Excerpts of location labeling data
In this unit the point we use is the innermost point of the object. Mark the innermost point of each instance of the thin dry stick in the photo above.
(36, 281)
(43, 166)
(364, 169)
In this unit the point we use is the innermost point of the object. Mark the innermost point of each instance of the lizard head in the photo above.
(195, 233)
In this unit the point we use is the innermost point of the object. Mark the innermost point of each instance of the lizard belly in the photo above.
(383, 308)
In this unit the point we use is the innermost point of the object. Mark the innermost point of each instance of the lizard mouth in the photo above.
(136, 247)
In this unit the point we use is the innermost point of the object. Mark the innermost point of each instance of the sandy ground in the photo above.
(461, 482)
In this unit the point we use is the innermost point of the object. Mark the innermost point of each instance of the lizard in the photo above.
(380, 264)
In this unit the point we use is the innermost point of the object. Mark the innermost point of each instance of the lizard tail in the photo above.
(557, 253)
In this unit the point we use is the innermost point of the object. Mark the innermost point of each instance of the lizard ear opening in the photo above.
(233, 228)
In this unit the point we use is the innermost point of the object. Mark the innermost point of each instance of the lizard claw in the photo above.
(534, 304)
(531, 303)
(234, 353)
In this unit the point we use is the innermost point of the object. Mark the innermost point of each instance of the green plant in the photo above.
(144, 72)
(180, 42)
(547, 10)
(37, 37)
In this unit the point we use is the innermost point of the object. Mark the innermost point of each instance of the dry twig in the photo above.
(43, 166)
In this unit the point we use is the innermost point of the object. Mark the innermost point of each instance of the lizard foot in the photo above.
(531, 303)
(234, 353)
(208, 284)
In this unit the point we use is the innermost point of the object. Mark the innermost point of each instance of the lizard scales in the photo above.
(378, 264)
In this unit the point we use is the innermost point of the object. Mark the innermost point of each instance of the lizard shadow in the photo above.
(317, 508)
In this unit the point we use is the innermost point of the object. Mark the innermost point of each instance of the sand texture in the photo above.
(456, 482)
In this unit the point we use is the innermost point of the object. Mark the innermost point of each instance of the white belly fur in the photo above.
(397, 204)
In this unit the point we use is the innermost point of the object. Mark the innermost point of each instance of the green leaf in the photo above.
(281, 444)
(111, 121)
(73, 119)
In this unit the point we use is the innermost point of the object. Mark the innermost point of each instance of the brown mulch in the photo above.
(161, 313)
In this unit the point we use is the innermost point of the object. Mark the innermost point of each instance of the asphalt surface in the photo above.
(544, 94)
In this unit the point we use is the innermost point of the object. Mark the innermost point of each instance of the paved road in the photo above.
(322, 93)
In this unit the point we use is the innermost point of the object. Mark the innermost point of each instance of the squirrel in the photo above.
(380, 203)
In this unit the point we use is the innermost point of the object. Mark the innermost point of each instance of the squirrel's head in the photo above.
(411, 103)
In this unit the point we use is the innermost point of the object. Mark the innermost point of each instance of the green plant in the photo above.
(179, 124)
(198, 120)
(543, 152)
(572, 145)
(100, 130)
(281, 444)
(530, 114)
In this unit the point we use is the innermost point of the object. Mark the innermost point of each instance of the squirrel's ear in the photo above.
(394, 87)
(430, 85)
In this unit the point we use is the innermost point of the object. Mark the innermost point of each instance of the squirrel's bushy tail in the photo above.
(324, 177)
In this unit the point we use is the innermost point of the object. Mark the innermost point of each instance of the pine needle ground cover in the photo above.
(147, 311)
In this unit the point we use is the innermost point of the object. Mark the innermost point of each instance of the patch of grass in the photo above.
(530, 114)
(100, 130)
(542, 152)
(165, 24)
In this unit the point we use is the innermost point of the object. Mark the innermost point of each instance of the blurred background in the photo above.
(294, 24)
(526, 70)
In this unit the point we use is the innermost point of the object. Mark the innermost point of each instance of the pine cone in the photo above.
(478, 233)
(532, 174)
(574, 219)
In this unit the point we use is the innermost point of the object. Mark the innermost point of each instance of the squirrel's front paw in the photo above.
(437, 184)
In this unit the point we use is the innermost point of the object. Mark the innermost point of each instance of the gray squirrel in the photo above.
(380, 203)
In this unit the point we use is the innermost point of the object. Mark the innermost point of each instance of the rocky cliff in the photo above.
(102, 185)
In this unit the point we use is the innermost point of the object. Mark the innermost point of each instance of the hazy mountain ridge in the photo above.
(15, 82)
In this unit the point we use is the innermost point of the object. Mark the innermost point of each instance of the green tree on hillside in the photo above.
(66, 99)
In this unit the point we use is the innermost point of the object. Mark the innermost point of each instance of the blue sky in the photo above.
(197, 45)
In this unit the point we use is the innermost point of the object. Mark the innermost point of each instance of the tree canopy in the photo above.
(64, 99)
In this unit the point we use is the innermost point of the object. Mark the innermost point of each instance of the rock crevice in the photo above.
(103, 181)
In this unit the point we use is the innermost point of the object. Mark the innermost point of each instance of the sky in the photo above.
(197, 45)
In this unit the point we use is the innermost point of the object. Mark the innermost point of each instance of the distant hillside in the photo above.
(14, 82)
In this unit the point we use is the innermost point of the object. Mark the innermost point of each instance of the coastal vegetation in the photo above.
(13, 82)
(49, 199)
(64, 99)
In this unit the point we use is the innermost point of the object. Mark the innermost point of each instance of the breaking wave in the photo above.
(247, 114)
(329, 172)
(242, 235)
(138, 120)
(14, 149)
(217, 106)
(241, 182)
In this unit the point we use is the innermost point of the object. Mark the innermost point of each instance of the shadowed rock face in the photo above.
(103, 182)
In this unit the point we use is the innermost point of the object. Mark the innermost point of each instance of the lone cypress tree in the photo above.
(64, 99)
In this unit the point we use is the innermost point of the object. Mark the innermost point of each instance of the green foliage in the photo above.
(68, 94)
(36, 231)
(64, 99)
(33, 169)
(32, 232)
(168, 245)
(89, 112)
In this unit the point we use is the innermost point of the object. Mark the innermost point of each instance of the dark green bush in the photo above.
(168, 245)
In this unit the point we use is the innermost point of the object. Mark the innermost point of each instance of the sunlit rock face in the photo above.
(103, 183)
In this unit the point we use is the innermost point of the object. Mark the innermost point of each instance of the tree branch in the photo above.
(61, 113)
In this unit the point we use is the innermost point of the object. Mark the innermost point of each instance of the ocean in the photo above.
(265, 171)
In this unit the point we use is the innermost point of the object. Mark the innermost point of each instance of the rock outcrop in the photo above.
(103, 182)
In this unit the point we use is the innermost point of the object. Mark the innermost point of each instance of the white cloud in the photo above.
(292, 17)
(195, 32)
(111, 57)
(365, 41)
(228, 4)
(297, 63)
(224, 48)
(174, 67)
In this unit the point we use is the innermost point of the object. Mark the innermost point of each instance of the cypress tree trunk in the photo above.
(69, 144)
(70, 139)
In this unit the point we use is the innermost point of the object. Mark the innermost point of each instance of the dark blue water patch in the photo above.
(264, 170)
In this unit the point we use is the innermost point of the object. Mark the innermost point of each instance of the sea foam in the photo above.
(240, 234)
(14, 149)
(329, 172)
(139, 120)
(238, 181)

*What is expected*:
Return the listing above in its exact form.

*Problem solution*:
In this unit the point we use is the innermost point of the object. Mark the innermost point of each instance of the thin dry stick in the photo above.
(36, 281)
(43, 166)
(364, 169)
In this unit the point we use is the innermost point of the object. Mark the innermost point of each instance of the lizard head in the photo above.
(195, 233)
In this unit the point we use is the innermost point of the object. Mark the innermost point of each instance of the lizard belly in the photo above.
(383, 308)
In this unit the point we use is the innermost point of the object. Mark the innermost point of each instance of the lizard mouth in the photo above.
(136, 247)
In this unit the point we use is the innermost point of the object. Mark the innermost point of each instance of the sandy ground in the photo above.
(461, 482)
In this unit the point we use is the innermost point of the object. Mark the innermost point of each instance of the lizard in the photo above.
(380, 264)
In this unit the point we use is the innermost point of the object. Mark the innermost point of each instance of the lizard tail in the photo above.
(557, 253)
In this unit the point we use is the innermost point of the object. Mark the innermost point of each instance of the lizard ear opening in the photo above.
(233, 228)
In this unit the point we use is the innermost point of the object. Mark the innermost point of each instance of the lizard claw in the photo above.
(534, 304)
(531, 303)
(234, 353)
In this unit the point we use is the innermost point of the object. Mark the innermost point of each instance of the green plant in the photo above.
(144, 72)
(180, 42)
(547, 10)
(37, 37)
In this unit the point we use is the innermost point of the object. Mark the innermost point of each instance of the dry twig in the photo above.
(43, 166)
In this unit the point we use is the innermost point of the object. Mark the innermost point of each instance of the lizard foot in the photo above.
(531, 303)
(234, 353)
(208, 284)
In this unit the point we use is the innermost point of the object. Mark the innermost point of each instance of the lizard scales in the photo above.
(378, 264)
In this unit the point we use is the innermost point of the object. Mark the innermost point of each instance of the lizard shadow in the photo above.
(317, 508)
In this unit the point we use is the innermost point of the object. Mark the innermost point of each instance of the sand texture in the photo above.
(456, 482)
In this unit the point we use is the innermost point of the object. Mark the innermost point of each instance of the white belly fur in the photo above.
(397, 204)
In this unit the point we use is the innermost point of the object. Mark the innermost point of each instance of the green leaf in the photo above.
(281, 444)
(111, 121)
(73, 119)
In this unit the point we use is the innermost point of the object. Mark the innermost point of each instance of the brown mulch in the photo above.
(161, 313)
In this unit the point we use is the innermost point of the object. Mark the innermost point of each instance of the asphalt surface in the photo above.
(544, 94)
In this unit the point we use is the innermost point of the object. Mark the innermost point of each instance of the paved road in the photo above.
(322, 93)
In this unit the point we use is the innermost point of the object. Mark the innermost point of each instance of the squirrel in the photo above.
(380, 203)
In this unit the point we use is the innermost point of the object. Mark the innermost point of each instance of the squirrel's head in the photo above.
(411, 103)
In this unit the point we use is the innermost point of the object. Mark the innermost point of each instance of the green plant in the photo above.
(179, 124)
(198, 120)
(543, 152)
(572, 145)
(100, 130)
(281, 444)
(530, 114)
In this unit the point we use is the innermost point of the object. Mark the innermost point of each instance of the squirrel's ear in the photo above.
(394, 87)
(430, 85)
In this unit the point we use is the innermost point of the object. Mark the innermost point of each instance of the squirrel's bushy tail in the photo above.
(324, 177)
In this unit the point we use is the innermost point of the object. Mark the innermost point of each instance of the pine needle ground cover in the photo above.
(147, 311)
In this unit the point we use is the innermost point of the object. Mark the innermost point of each instance of the patch of grass in the photo above.
(530, 114)
(100, 130)
(542, 152)
(165, 24)
In this unit the point we use is the innermost point of the object. Mark the innermost point of each instance of the blurred background in the photo above.
(294, 24)
(526, 70)
In this unit the point we use is the innermost point of the object. Mark the innermost point of each instance of the pine cone in the photo above.
(478, 233)
(532, 174)
(574, 219)
In this unit the point we use is the innermost point of the object. Mark the innermost point of each instance of the squirrel's front paw in the photo above.
(437, 184)
In this unit the point we use is the innermost point of the object. Mark the innermost point of each instance of the gray squirrel in the photo above.
(380, 203)
In this unit the point we use is the innermost point of the object. Mark the innermost point of each instance of the rocky cliff in the photo above.
(102, 185)
In this unit the point we use is the innermost point of the object. Mark the innermost point of each instance of the hazy mountain ridge in the photo above.
(15, 82)
In this unit the point we use is the innermost point of the object. Mark the innermost point of each instance of the green tree on hillside in the photo above.
(66, 99)
In this unit the point we use is the innermost point of the object. Mark the innermost point of each instance of the blue sky in the photo above.
(197, 45)
In this unit the point we use is the innermost point of the object. Mark the innermost point of each instance of the tree canopy in the photo above.
(64, 99)
In this unit the point we use is the innermost point of the object. Mark the innermost point of each instance of the rock crevice in the photo above.
(103, 181)
In this unit the point we use is the innermost point of the object. Mark the innermost point of each instance of the sky in the photo above.
(197, 45)
In this unit the point we use is the innermost point of the object. Mark the innermost point of each instance of the distant hillside in the photo above.
(14, 82)
In this unit the point we use is the innermost point of the object. Mark the innermost point of each instance of the coastal vegetation in the photo above.
(13, 82)
(49, 199)
(64, 99)
In this unit the point we use is the innermost point of the object. Mark the innermost point of each instance of the breaking wave in the photo above.
(247, 114)
(329, 172)
(242, 235)
(138, 120)
(14, 149)
(217, 106)
(241, 182)
In this unit the point we use is the innermost point of the object. Mark the innermost point of each instance of the shadowed rock face in the photo above.
(103, 182)
In this unit the point we use is the innermost point of the object. Mark the innermost point of each instance of the lone cypress tree in the photo above.
(64, 99)
In this unit the point we use is the innermost point of the object. Mark the innermost point of each instance of the green foliage in the photo above.
(68, 94)
(36, 231)
(64, 99)
(33, 169)
(32, 232)
(168, 245)
(89, 112)
In this unit the point we use is the innermost point of the object. Mark the innermost point of each instance of the dark green bush in the photo above.
(168, 245)
In this unit the point we use is the innermost point of the object. Mark the innermost point of each instance of the sunlit rock face in the photo above.
(103, 183)
In this unit the point we use is the innermost point of the object. Mark the innermost point of each instance of the tree branch in the photo above.
(61, 113)
In this unit the point we use is the innermost point of the object. Mark the innermost point of each instance of the ocean in the photo above.
(265, 171)
In this unit the point we use is the innermost point of the object. Mark the innermost point of each instance of the rock outcrop in the photo above.
(103, 182)
In this unit the point we use is the innermost point of the object. Mark the innermost point of each instance of the white cloud in the photo above.
(292, 17)
(195, 32)
(111, 57)
(365, 41)
(228, 4)
(297, 63)
(224, 48)
(174, 67)
In this unit the point we use is the innermost point of the object. Mark the innermost point of each instance of the cypress tree trunk in the photo above.
(69, 144)
(70, 139)
In this unit the point we use is the innermost point of the object. Mark the innermost point of each instance of the dark blue water patch in the photo above.
(264, 170)
In this unit the point we use is the innermost point of the object. Mark the innermost point of each instance of the sea foam in the photo above.
(240, 234)
(14, 149)
(329, 172)
(139, 120)
(238, 181)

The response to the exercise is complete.